[Opening RECORDS FOR THIS TASK section]

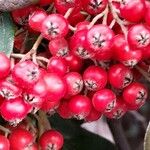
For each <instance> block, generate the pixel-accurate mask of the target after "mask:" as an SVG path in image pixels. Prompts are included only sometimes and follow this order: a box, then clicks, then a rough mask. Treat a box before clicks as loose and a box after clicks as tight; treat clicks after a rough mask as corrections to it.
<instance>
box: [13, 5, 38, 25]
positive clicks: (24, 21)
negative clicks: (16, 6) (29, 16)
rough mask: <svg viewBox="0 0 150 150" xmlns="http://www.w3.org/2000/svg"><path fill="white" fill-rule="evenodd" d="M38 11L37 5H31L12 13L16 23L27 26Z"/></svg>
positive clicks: (17, 10)
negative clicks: (29, 17)
mask: <svg viewBox="0 0 150 150" xmlns="http://www.w3.org/2000/svg"><path fill="white" fill-rule="evenodd" d="M35 10H36V6H35V5H30V6H27V7H24V8H21V9H16V10H14V11H12V17H13V19H14V21H15V22H16V23H18V24H19V25H27V24H28V18H29V16H30V15H31V14H32V12H34V11H35Z"/></svg>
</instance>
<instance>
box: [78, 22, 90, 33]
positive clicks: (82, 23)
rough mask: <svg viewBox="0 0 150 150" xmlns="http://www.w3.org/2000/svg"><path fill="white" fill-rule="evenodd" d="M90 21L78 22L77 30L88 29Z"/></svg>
mask: <svg viewBox="0 0 150 150" xmlns="http://www.w3.org/2000/svg"><path fill="white" fill-rule="evenodd" d="M89 23H90V22H89V21H82V22H79V23H78V24H76V28H77V30H76V32H77V31H80V30H85V29H88V25H89Z"/></svg>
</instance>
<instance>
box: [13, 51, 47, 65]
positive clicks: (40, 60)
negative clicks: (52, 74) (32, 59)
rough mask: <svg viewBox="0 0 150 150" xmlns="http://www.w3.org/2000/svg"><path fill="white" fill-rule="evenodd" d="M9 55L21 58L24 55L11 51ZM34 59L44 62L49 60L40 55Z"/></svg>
mask: <svg viewBox="0 0 150 150" xmlns="http://www.w3.org/2000/svg"><path fill="white" fill-rule="evenodd" d="M11 57H13V58H19V59H22V58H24V57H25V54H15V53H12V54H11ZM36 59H37V60H39V61H43V62H46V63H48V62H49V60H48V59H47V58H45V57H42V56H37V57H36Z"/></svg>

[Closing RECORDS FOR THIS TASK section]

== TRY IT ==
Please count how many lines in the preceding records hold the word "positive", then give only that number.

== RESULT ==
4